## BEGIN EXERCISE INPUTS

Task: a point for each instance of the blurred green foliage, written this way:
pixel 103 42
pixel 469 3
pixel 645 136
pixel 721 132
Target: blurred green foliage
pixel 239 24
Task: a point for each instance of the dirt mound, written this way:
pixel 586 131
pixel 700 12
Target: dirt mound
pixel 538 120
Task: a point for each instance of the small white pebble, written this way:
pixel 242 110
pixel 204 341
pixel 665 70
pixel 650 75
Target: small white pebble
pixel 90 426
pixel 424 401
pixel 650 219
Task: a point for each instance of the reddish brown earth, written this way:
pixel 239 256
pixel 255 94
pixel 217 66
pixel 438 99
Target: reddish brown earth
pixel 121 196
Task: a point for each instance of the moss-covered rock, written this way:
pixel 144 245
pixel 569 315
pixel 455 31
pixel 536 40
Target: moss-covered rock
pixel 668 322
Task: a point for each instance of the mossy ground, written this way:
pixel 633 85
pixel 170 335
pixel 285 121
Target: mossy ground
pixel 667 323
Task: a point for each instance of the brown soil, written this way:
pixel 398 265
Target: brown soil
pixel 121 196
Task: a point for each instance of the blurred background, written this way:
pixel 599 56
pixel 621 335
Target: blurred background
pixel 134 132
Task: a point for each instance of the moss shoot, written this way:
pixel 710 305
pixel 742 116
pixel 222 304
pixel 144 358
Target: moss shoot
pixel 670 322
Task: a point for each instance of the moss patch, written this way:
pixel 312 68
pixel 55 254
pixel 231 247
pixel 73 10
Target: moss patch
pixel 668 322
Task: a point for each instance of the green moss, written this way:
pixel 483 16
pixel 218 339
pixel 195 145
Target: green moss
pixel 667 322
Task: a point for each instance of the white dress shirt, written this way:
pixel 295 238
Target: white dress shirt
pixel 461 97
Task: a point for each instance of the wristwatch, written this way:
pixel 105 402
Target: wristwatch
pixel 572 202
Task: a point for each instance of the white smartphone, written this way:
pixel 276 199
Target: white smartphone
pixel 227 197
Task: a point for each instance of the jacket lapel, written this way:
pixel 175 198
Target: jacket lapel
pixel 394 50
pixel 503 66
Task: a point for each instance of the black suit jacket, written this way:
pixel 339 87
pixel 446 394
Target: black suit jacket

## END EXERCISE INPUTS

SHORT TASK -
Retype the records word for word, from their start through the line containing "pixel 503 66", including that line.

SOLVED EXERCISE -
Task: a point for each instance of the blurred green foliage, written this way:
pixel 103 42
pixel 469 3
pixel 645 136
pixel 721 132
Target: blurred green foliage
pixel 239 24
Task: a point for each instance of the dirt mound, written this way:
pixel 586 131
pixel 700 12
Target: dirt mound
pixel 538 120
Task: a point for each instance of the small white pebble, written this way:
pixel 242 110
pixel 204 341
pixel 665 70
pixel 650 75
Target: small white pebble
pixel 90 426
pixel 424 401
pixel 650 219
Task: a point for each instance of the reddish brown earth, written this way:
pixel 239 256
pixel 255 94
pixel 217 66
pixel 438 99
Target: reddish brown earth
pixel 121 196
Task: a point for each instance of the moss-covered rock, written this way:
pixel 144 245
pixel 569 315
pixel 455 31
pixel 536 40
Target: moss-covered rock
pixel 668 322
Task: a point for each instance of the mossy ground, written this way:
pixel 633 85
pixel 170 335
pixel 285 121
Target: mossy ground
pixel 667 323
Task: a point for each instance of the brown soil, written this way:
pixel 398 265
Target: brown soil
pixel 121 196
Task: a point for each instance of the blurred background, written this way:
pixel 599 56
pixel 621 335
Target: blurred background
pixel 134 132
Task: a point for each instance of the moss shoot, written this way:
pixel 710 305
pixel 742 116
pixel 222 304
pixel 144 358
Target: moss shoot
pixel 670 322
Task: a point for each instance of the moss patch, written this way:
pixel 312 68
pixel 55 254
pixel 231 247
pixel 73 10
Target: moss patch
pixel 668 322
Task: a point for each instance of the green moss, written this way:
pixel 483 16
pixel 218 339
pixel 195 145
Target: green moss
pixel 667 322
Task: a point for each instance of the white dress shirt, written this way:
pixel 295 238
Target: white dress shirt
pixel 461 97
Task: a point for each instance of the wristwatch, written this way:
pixel 105 402
Target: wristwatch
pixel 572 202
Task: a point for each instance of the white smartphone, written this way:
pixel 276 199
Target: white smartphone
pixel 227 197
Task: a point for each instance of the jacket lapel, written this way:
pixel 175 198
Target: jacket lapel
pixel 394 50
pixel 503 66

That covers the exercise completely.